Stated goal >>
Write out the listing word for word, starting at the line containing "Can you find the bare" and ending at its final line, with both of those lines included.

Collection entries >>
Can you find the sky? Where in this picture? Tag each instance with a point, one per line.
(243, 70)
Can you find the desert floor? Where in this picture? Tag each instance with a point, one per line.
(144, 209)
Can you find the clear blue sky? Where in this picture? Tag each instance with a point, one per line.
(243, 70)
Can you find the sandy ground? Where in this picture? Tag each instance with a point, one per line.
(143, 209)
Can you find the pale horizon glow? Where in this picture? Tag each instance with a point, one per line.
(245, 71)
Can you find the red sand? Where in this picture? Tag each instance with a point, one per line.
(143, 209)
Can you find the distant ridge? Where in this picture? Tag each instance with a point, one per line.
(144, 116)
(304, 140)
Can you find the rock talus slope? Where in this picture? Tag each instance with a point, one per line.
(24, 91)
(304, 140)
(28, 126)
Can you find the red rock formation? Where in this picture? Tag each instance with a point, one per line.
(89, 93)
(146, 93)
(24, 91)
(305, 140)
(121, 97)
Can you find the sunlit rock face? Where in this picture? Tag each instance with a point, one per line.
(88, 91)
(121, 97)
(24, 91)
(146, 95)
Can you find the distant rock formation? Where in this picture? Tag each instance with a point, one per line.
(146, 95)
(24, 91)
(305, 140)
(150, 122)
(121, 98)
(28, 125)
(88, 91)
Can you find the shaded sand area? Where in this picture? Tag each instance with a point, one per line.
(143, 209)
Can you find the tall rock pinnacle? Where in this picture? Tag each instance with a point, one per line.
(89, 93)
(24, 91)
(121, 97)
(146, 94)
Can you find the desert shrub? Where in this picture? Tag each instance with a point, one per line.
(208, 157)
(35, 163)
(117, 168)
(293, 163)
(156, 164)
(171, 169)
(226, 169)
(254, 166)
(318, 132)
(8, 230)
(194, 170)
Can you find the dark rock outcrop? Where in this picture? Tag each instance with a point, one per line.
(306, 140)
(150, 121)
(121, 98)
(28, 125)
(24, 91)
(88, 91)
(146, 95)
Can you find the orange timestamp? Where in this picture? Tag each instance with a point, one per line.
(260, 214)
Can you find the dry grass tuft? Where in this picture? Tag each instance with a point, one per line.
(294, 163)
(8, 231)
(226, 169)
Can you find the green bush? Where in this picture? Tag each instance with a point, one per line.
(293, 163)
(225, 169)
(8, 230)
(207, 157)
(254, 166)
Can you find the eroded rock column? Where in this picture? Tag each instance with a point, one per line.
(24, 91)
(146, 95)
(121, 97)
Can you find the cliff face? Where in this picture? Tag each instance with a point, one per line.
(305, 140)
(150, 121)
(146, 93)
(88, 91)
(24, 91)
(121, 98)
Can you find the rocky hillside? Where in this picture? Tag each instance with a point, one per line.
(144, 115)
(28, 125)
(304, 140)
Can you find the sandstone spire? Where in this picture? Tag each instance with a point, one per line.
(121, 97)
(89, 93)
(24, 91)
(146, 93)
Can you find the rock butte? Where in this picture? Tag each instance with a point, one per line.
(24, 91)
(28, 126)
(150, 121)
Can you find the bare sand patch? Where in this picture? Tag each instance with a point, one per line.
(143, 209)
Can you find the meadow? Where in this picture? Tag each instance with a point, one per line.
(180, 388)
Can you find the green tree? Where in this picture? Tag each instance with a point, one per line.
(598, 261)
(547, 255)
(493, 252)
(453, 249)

Reply to the task >>
Can you find the bare sand patch? Where in this picture? Tag each instance with a point, one per line.
(143, 209)
Can you find the meadow? Where in this picture? Tag each instance with a point, one per line.
(180, 388)
Can you find the green tree? Where in this picture? Tag each instance with a point, one per line.
(598, 261)
(547, 255)
(493, 252)
(453, 249)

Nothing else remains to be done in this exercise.